- _Complete the following_
1. Decide whether each statement agrees with the Texas Thanksgiving text below, answering yes or no and quoting the deciding words of the text: (a) The grandmother makes the cornbread and pies ahead of time on Tuesday. (b) Everyone eats the fruitcake brought by the grandmother's sister. (c) The narrator found ironing worse than polishing the silver.
2. In the Texas Thanksgiving text below, what bread besides the cornbread was torn apart for the dressing on Wednesday?
3. Write out the passage of the Texas Thanksgiving text below between "We do everything" and "be carried on.", inclusive.

- _Text_
_ _ _ _ _
We do everything big in Texas and Thanksgiving is no exception. Food, family and friends gather to create big memories that last a lifetime, creating traditions to be carried on.

Growing up in Texas, I can recall many Thanksgivings when my grandmother had the windows open, the sun was shining, and the sky was crisp with autumn blue. And isn’t that why we love the southwest? Isn’t that why many times the relatives prefer to travel to our house?

But before the visitors arrive, grandmother begins her vigil alone on Tuesday making ahead the cornbread and pies. Sweet Texas cornbread for the dressing; pumpkin, chocolate, and coconut cream pies for the day’s starring desserts. Grandmother’s sister will bring her annual fruitcake which no one will touch, and if grandmother is feeling extra energetic that year, she may include a German-chocolate cake or a lemon chess pie.

Celery is cut, onions are chopped, eggs are boiled; all stored for use later in the old-fashioned dressing. On Tuesday, to my dismay, I was assigned the much dreaded task of polishing the silver. Grudgingly, I would remove the old wooden case from its year-long cabinet residence, polishing until I could polish no more. I doubt I ever did the job well enough but grandmother never let on.

On Wednesday, the cornbread was torn apart for the dressing and was at least an entire loaf of good old Mrs. Baird’s bread, a Texas favorite born in its Fort Worth hometown ovens not twenty miles away. This was also my task. I would sit at the kitchen table early in the morning, tearing the bread into tiny, tiny pieces, watching them land as they fell from my fingers into grandmother’s large aged cast aluminum roasting pan, all the while feeling hostage to Mrs. Baird (my children also experienced and dreaded this tedious task as soon my grandchildren will as well). I was then pressed to press the linens; white linen tablecloth and napkins, which I carefully removed from their resting place in my grandmother’s secretary. Setting up the rickety old ironing board, I set about my task. Ironing was better than polishing. I had to iron the day-to-day linens weekly anyway; tablecloths, pillowcases, handkerchiefs, all ironed by me.
_ _ _ _ _
- _Dataset excerpt_

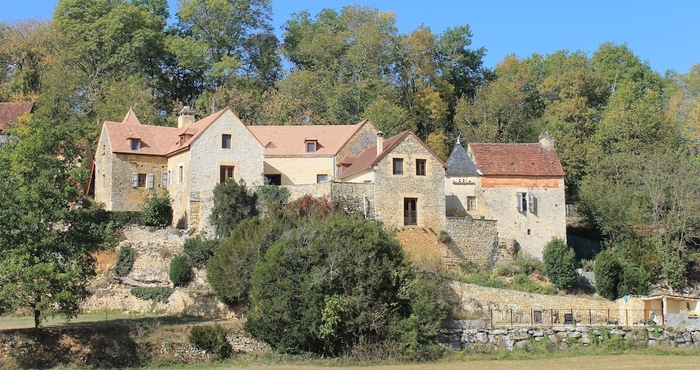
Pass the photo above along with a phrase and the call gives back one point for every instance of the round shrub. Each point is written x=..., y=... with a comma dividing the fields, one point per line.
x=180, y=271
_ _ _ _ _
- _Solutions for each task_
1.
(a) Yes: "grandmother begins her vigil alone on Tuesday making ahead the cornbread and pies"
(b) No: "her annual fruitcake which no one will touch"
(c) No: "Ironing was better than polishing."

2. At least an entire loaf of Mrs. Baird's bread.

3.
We do everything big in Texas and Thanksgiving is no exception. Food, family and friends gather to create big memories that last a lifetime, creating traditions to be carried on.